→ **Task directions**: Line for line, return the data exactly, omitting all pictures.

→ **Items from a dataset**:
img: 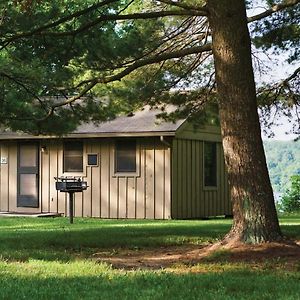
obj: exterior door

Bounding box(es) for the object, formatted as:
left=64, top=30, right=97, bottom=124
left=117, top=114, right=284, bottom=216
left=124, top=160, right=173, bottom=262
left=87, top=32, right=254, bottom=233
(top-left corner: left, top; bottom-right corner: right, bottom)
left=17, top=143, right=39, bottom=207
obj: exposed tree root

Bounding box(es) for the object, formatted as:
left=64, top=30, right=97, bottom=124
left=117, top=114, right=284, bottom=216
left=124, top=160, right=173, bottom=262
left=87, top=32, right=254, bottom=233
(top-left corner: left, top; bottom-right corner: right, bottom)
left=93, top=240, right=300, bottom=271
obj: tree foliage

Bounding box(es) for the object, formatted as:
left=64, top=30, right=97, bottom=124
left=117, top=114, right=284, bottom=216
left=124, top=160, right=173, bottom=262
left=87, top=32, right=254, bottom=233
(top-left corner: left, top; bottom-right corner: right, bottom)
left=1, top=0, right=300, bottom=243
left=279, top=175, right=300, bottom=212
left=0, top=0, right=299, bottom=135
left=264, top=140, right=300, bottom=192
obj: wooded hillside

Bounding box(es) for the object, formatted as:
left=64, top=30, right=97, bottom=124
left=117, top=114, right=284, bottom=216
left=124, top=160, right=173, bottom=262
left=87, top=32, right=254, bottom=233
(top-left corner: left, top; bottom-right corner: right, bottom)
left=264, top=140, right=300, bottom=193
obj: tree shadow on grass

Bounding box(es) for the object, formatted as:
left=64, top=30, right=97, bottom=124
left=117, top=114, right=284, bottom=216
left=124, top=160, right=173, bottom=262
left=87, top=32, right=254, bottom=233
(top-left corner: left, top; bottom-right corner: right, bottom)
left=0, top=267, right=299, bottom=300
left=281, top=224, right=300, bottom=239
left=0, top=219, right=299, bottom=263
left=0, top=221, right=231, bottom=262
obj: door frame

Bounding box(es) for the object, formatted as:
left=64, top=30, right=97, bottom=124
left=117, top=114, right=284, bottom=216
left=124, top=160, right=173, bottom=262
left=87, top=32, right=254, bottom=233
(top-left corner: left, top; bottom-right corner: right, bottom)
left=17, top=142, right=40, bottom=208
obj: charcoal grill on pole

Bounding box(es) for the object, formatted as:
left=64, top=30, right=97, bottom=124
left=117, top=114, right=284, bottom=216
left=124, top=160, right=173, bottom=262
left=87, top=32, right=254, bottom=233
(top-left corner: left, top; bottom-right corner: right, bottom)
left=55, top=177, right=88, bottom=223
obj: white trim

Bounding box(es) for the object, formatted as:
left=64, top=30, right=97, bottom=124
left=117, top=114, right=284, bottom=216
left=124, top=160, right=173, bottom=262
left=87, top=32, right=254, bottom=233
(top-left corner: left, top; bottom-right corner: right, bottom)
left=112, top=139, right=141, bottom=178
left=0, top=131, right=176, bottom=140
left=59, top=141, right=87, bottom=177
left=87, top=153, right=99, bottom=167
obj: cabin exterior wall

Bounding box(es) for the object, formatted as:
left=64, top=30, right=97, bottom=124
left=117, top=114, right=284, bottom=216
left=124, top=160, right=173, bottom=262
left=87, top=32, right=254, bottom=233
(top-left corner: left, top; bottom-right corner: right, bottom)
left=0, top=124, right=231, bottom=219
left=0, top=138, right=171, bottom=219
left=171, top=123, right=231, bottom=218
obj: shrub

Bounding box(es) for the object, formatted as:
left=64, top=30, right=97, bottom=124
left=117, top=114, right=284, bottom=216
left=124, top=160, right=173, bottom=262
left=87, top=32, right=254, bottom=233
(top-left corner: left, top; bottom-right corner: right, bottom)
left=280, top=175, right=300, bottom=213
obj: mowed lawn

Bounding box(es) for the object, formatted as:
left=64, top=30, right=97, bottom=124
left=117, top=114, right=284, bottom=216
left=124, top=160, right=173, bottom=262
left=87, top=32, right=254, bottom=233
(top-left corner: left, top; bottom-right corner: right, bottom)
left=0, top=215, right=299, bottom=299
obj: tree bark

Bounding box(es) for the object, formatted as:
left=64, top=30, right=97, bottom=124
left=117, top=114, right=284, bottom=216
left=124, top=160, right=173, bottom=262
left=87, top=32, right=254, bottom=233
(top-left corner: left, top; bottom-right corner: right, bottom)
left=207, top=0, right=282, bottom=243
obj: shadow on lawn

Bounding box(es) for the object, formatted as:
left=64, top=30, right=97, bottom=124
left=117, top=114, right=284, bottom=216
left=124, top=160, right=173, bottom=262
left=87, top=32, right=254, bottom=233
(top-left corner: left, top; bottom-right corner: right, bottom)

→ **Reply**:
img: 
obj: exterior door

Bounding box(es) for the object, formatted as:
left=64, top=30, right=97, bottom=124
left=117, top=114, right=284, bottom=216
left=124, top=160, right=173, bottom=262
left=87, top=32, right=254, bottom=233
(top-left corner: left, top; bottom-right corner: right, bottom)
left=17, top=143, right=39, bottom=207
obj: exposed tree root

Bounding box(es) for the object, formatted as:
left=64, top=30, right=97, bottom=124
left=117, top=114, right=284, bottom=216
left=124, top=160, right=173, bottom=262
left=87, top=32, right=254, bottom=233
(top-left corner: left, top; bottom-right corner: right, bottom)
left=93, top=240, right=300, bottom=271
obj: tree foliage

Bounding box(es) for the object, formatted as:
left=64, top=30, right=97, bottom=124
left=117, top=114, right=284, bottom=216
left=124, top=160, right=173, bottom=262
left=87, top=32, right=254, bottom=233
(top-left corner: left, top; bottom-right corner: right, bottom)
left=1, top=0, right=300, bottom=243
left=279, top=175, right=300, bottom=212
left=0, top=0, right=299, bottom=135
left=264, top=140, right=300, bottom=192
obj: wooded hillside

Bounding box(es) for the object, formatted as:
left=64, top=30, right=97, bottom=124
left=117, top=114, right=284, bottom=216
left=124, top=160, right=173, bottom=262
left=87, top=32, right=254, bottom=233
(top-left corner: left, top; bottom-right corner: right, bottom)
left=264, top=140, right=300, bottom=193
obj: tree shadow on grass

Bounding box(es) for the object, formatted as:
left=64, top=30, right=97, bottom=124
left=117, top=114, right=284, bottom=216
left=124, top=160, right=173, bottom=262
left=87, top=32, right=254, bottom=233
(top-left corner: left, top; bottom-right corner: right, bottom)
left=0, top=267, right=299, bottom=300
left=281, top=224, right=300, bottom=239
left=0, top=219, right=299, bottom=263
left=0, top=221, right=231, bottom=262
obj: door frame

Bounding box(es) for the object, formatted as:
left=64, top=30, right=97, bottom=124
left=117, top=114, right=284, bottom=216
left=124, top=160, right=173, bottom=262
left=87, top=32, right=254, bottom=233
(top-left corner: left, top; bottom-right corner: right, bottom)
left=17, top=142, right=40, bottom=208
obj: charcoal grill on pole

Bounding box(es) for the object, formatted as:
left=64, top=30, right=97, bottom=124
left=117, top=114, right=284, bottom=216
left=124, top=160, right=173, bottom=262
left=87, top=32, right=254, bottom=233
(top-left corner: left, top; bottom-right corner: right, bottom)
left=55, top=177, right=88, bottom=223
obj: white trim

Bounding box(es) for the object, formatted as:
left=64, top=30, right=97, bottom=124
left=117, top=114, right=284, bottom=216
left=124, top=160, right=173, bottom=262
left=87, top=32, right=254, bottom=233
(top-left corner: left, top; bottom-right corner: right, bottom)
left=112, top=139, right=141, bottom=178
left=0, top=131, right=176, bottom=140
left=59, top=141, right=87, bottom=177
left=87, top=153, right=99, bottom=167
obj: cabin exterior wall

Bounding box(es) for the object, formatted as:
left=64, top=30, right=97, bottom=124
left=117, top=114, right=284, bottom=216
left=124, top=160, right=173, bottom=262
left=87, top=32, right=254, bottom=233
(top-left corner: left, top; bottom-right corner: right, bottom)
left=0, top=124, right=231, bottom=219
left=0, top=138, right=171, bottom=219
left=171, top=123, right=231, bottom=218
obj: shrub

Bounding box(es) for the object, formatted as:
left=64, top=30, right=97, bottom=124
left=117, top=114, right=284, bottom=216
left=124, top=160, right=173, bottom=262
left=87, top=32, right=254, bottom=233
(top-left corner: left, top; bottom-right corner: right, bottom)
left=280, top=175, right=300, bottom=213
obj: mowed lawn

Bounding box(es) for the object, formatted as:
left=64, top=30, right=97, bottom=124
left=117, top=114, right=284, bottom=216
left=124, top=160, right=173, bottom=262
left=87, top=32, right=254, bottom=233
(top-left corner: left, top; bottom-right corner: right, bottom)
left=0, top=215, right=299, bottom=299
obj: tree bark

Bounding box(es) for the object, formatted as:
left=64, top=30, right=97, bottom=124
left=117, top=114, right=284, bottom=216
left=124, top=160, right=173, bottom=262
left=87, top=32, right=254, bottom=233
(top-left corner: left, top; bottom-right corner: right, bottom)
left=207, top=0, right=282, bottom=243
obj: shadow on lawn

Bounding box(es) for the object, formatted as:
left=64, top=30, right=97, bottom=124
left=117, top=114, right=284, bottom=216
left=124, top=160, right=173, bottom=262
left=87, top=32, right=254, bottom=233
(top-left corner: left, top; bottom-right corner: right, bottom)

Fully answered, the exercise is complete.